**ACTIVITY:**
Would you restate, exactly as they appear, the lines from the one containing "Check that every instance of the foliage" through the end of the data below?

**DATA SECTION:**

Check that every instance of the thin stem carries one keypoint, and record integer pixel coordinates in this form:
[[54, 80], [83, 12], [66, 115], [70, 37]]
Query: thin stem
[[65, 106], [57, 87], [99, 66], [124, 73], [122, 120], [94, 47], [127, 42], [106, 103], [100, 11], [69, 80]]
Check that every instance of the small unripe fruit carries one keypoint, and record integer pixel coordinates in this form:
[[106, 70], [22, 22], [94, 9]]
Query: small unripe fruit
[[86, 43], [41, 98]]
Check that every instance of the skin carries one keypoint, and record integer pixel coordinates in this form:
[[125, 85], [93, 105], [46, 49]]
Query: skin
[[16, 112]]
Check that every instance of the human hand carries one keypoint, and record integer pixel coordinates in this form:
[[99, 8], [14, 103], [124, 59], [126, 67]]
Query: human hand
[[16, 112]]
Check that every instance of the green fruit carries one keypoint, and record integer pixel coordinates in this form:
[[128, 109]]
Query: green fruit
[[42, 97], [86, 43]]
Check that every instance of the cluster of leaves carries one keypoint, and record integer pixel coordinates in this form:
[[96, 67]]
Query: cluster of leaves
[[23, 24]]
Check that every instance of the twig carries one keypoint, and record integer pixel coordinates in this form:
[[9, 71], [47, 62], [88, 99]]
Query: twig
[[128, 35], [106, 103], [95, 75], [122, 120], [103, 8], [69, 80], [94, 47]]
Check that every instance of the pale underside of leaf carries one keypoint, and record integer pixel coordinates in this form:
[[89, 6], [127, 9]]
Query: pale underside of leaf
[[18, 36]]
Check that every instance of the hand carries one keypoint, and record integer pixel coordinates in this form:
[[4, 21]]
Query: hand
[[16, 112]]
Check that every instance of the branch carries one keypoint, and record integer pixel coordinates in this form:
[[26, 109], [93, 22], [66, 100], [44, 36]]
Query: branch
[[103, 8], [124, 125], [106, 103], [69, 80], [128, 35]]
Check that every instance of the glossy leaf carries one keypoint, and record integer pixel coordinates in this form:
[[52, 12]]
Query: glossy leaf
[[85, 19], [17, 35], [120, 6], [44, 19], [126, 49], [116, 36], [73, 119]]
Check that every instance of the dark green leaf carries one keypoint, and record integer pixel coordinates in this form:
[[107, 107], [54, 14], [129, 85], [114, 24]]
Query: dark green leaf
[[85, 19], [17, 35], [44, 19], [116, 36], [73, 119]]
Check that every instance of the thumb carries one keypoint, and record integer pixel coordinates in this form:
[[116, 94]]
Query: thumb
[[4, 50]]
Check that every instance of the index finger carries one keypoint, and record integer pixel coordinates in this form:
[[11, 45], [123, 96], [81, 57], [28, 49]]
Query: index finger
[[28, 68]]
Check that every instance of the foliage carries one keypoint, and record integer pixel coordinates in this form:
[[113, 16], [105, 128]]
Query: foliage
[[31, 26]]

**PROBLEM SOLUTION:**
Check that every instance of the foliage carries one keypoint, and record integer pixel coordinates in this form:
[[113, 16], [105, 128]]
Query: foliage
[[31, 26]]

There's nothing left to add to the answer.